Extract provided

== Segment start ==

Skip to main content

Consensus Q2 2023 Update

· 5 min read
Damian Nadales

2023-04 -- 2023-06

Main achievements

UTxO HD

  • We finished a major prototype refactoring, which includes:
    • A better and finer grained DB lock mechanism.
    • Elimination of race conditions.
    • Support for configuring batch query size and flushing rate. This is crucial to allow node users to tweak performance.
    • Architectural simplifications and performance improvements.
  • We implemented a new package to support db-sync integration with UTxO-HD.
  • We ran another set of ad-hoc benchmarks:
    • We uncovered a performance regression on the Network component when using GHC-9.2/9.4.
    • The synchronization and replay speed are as expected.
    • However, we uncovered memory consumption issues (see figure below).
      • The in-memory backend is consuming more memory than the baseline.
      • The LMDB backend shows an unexpected memory usage peak.
      • Investigation on these issues is ongoing.
  • We integrated the latest changes in main branch.
    • This required a re-design of the mempool to include the mempool fairness improvement.

Genesis

  • The Genesis work for this PI focused on an high-priority issue from the IOG Researchers' feedback on the proposal.
    • This particular question was not anticipated when the Q2 PI was planned.
    • As a result, the chain generators work, the ChainSync Jumping performance work, and the Genesis node prototype work were deprioritized.
    • That work has accordingly been rolled over into the Statement of Work for the first Genesis vendor work package.
  • The IOG Researchers' feedback on the design was very valuable. It had two primary effects.
  • Outcome 1: We re-introduced distinct behaviors when the node is "syncing" versus when it is "caught up".

== Segment end ==

Complete the following
(1) Set down the passage of the Consensus Q2 2023 update between "Consensus Q2 2023" and "of race conditions.", inclusive, word for word.
(2) Answer these from the Consensus Q2 2023 update:
(a) With which GHC versions was a performance regression in the Network component found?
(b) What re-design did integrating the latest main-branch changes require?
(c) Whose feedback raised the high-priority issue that the Genesis work focused on?

Data provided

== Segment start ==

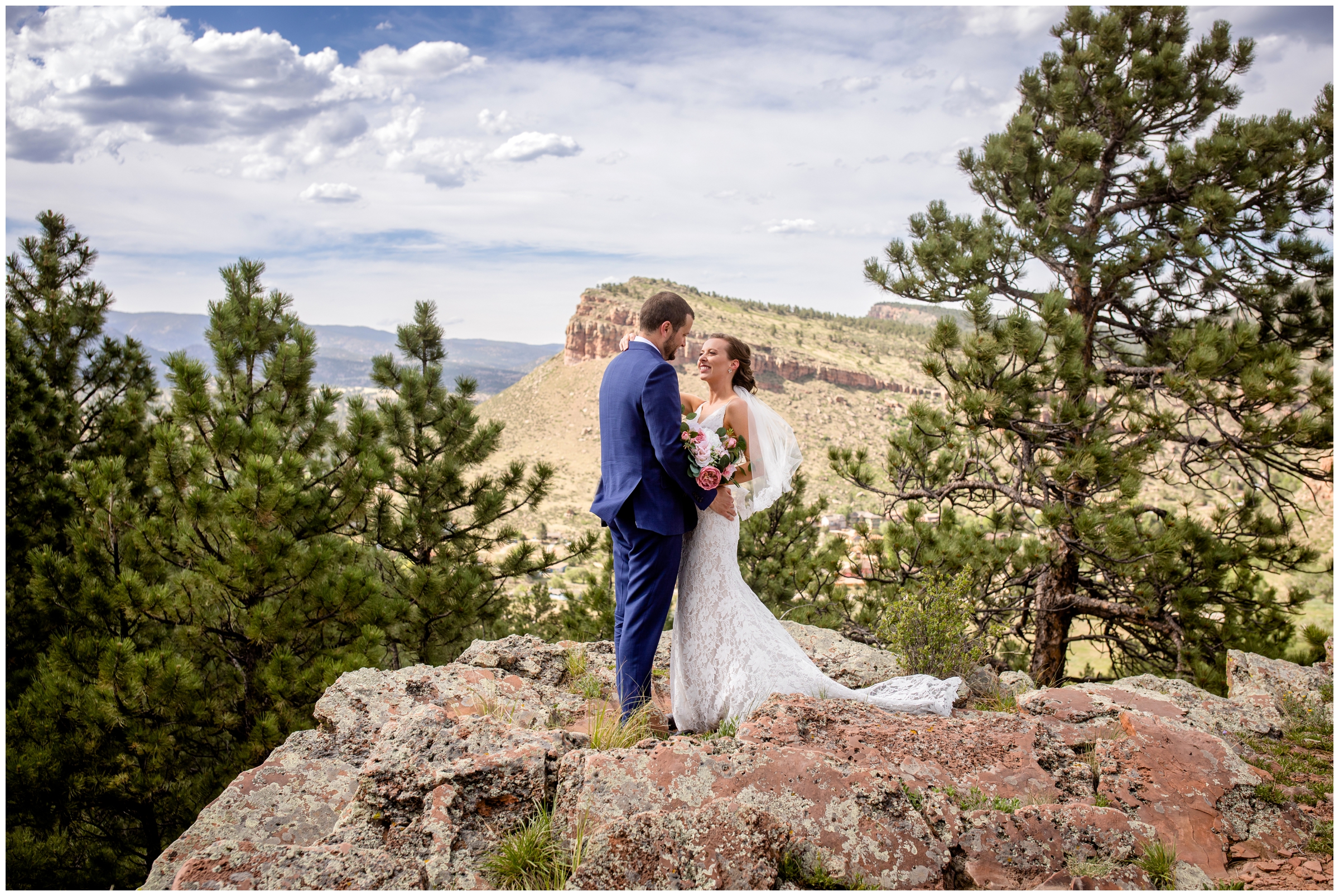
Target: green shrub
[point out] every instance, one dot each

== Segment end ==

Solutions per task
(1)
Consensus Q2 2023 Update

· 5 min read
Damian Nadales

2023-04 -- 2023-06

Main achievements

UTxO HD

  • We finished a major prototype refactoring, which includes:
    • A better and finer grained DB lock mechanism.
    • Elimination of race conditions.

(2)
(a) GHC-9.2/9.4.
(b) A re-design of the mempool to include the mempool fairness improvement.
(c) The IOG Researchers'.